(Data anotasi berbasis titik)
◆ ◆ ◆ ◆ ◆ ◆ ◆

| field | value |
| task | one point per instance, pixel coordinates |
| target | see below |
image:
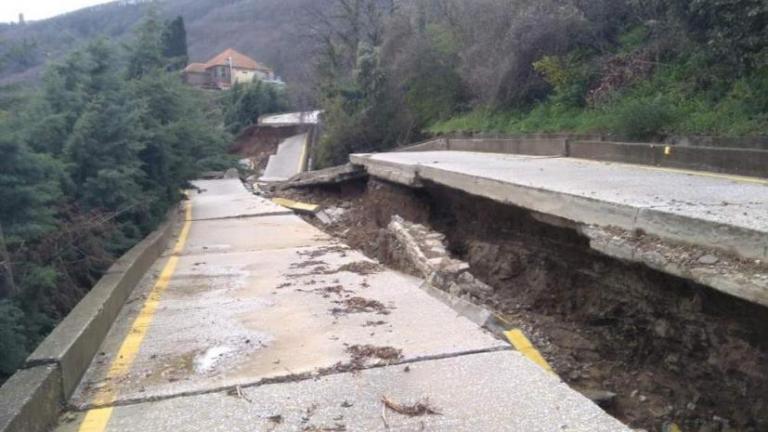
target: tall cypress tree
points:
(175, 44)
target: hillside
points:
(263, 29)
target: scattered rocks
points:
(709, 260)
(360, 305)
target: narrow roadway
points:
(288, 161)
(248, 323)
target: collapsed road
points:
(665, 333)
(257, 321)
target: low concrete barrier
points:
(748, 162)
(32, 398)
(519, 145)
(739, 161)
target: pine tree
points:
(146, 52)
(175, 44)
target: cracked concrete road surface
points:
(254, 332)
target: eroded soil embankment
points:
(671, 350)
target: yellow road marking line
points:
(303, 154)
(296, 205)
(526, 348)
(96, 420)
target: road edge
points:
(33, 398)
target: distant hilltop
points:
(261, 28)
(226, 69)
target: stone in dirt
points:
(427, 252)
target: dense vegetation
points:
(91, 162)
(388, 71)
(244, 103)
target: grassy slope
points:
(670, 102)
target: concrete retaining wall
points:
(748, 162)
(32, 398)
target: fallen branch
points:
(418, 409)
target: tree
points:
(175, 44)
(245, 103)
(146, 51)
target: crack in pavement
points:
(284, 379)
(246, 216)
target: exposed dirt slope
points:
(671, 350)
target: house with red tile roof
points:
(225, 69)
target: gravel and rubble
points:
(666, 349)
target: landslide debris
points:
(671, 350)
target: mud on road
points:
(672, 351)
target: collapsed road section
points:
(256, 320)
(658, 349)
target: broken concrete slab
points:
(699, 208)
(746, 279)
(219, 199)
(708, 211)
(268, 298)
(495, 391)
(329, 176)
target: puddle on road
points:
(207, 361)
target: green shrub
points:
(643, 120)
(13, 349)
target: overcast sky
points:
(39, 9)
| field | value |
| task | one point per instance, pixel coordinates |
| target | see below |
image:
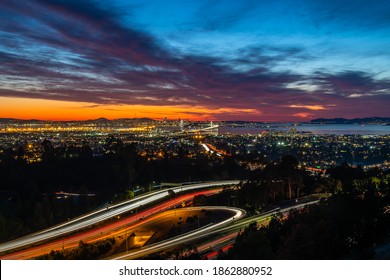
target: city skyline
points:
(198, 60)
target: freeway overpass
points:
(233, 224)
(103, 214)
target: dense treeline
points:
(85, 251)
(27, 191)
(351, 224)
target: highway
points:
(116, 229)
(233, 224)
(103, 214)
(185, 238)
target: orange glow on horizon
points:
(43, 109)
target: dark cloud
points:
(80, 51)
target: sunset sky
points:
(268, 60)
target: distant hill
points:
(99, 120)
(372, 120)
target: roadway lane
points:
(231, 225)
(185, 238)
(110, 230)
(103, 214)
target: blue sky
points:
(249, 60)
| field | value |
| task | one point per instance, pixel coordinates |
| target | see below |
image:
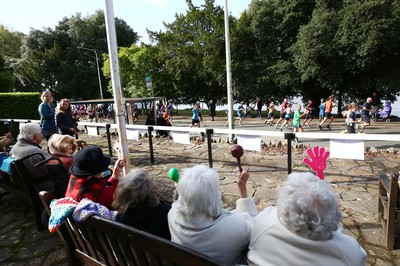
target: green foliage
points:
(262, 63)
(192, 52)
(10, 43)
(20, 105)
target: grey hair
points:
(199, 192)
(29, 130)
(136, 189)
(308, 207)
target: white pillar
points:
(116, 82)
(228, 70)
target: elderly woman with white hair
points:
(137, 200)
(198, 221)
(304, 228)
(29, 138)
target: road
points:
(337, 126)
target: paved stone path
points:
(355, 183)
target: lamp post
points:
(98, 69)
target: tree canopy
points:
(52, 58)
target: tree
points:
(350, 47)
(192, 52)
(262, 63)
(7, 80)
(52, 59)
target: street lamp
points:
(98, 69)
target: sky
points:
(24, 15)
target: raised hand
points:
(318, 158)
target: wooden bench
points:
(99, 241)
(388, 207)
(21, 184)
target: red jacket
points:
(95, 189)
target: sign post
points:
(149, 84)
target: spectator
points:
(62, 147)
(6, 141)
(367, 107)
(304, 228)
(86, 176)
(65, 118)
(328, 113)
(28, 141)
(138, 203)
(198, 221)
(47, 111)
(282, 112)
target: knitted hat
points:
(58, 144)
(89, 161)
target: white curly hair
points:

◆ ◆ ◆ ◆ ◆ ◆ ◆

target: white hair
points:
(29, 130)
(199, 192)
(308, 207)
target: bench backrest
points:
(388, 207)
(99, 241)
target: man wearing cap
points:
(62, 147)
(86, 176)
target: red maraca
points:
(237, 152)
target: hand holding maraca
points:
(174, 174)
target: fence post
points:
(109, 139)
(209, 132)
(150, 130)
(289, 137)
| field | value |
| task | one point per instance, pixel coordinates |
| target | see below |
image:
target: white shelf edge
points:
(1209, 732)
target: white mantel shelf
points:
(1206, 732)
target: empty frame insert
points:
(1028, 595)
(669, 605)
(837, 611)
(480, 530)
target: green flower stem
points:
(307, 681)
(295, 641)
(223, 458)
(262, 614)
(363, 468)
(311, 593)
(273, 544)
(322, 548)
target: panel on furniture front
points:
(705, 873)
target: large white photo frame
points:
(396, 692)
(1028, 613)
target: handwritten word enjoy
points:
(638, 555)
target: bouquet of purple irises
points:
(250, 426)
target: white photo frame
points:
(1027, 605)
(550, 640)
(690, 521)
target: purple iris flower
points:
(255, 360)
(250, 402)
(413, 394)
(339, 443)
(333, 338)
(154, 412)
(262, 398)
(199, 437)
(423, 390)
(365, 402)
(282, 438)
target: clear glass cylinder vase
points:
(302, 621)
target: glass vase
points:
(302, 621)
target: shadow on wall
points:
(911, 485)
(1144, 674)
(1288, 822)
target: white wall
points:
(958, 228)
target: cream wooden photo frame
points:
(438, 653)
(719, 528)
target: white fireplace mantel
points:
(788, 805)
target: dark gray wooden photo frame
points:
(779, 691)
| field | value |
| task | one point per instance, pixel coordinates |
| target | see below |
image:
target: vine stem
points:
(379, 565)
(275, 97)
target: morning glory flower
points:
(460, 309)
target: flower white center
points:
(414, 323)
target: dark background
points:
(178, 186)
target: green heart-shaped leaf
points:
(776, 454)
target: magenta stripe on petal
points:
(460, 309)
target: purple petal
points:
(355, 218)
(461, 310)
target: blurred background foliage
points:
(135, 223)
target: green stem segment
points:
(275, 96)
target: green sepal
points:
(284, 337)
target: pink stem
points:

◆ ◆ ◆ ◆ ◆ ◆ ◆

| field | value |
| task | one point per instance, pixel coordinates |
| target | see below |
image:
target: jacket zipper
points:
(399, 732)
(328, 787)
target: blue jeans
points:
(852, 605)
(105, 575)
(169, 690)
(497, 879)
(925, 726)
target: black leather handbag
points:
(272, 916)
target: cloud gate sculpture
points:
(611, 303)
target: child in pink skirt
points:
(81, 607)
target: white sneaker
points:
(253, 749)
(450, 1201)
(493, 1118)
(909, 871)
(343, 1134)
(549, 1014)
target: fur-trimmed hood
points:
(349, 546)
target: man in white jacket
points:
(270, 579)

◆ ◆ ◆ ◆ ◆ ◆ ◆

- **Uraian Tugas**
Tampilkan semua baris entri di atas yang memuat kata "slope". Huruf besar dan kecil dibedakan.

- **Keluaran Lengkap**
target: grassy slope
target: exposed dirt slope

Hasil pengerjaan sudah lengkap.